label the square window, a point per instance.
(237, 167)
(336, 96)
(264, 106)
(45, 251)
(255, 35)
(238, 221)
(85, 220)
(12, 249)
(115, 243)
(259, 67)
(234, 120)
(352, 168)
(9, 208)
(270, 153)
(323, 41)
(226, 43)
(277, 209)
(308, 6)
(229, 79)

● ● ● ● ●

§ **Task brief**: Copy the items above line for line, leaving every character as it is.

§ **Written response**:
label the square window, a point per instance.
(237, 167)
(336, 96)
(264, 106)
(45, 251)
(255, 35)
(238, 221)
(85, 220)
(12, 249)
(115, 243)
(259, 67)
(234, 120)
(352, 168)
(9, 208)
(270, 153)
(323, 41)
(226, 43)
(277, 209)
(308, 6)
(229, 79)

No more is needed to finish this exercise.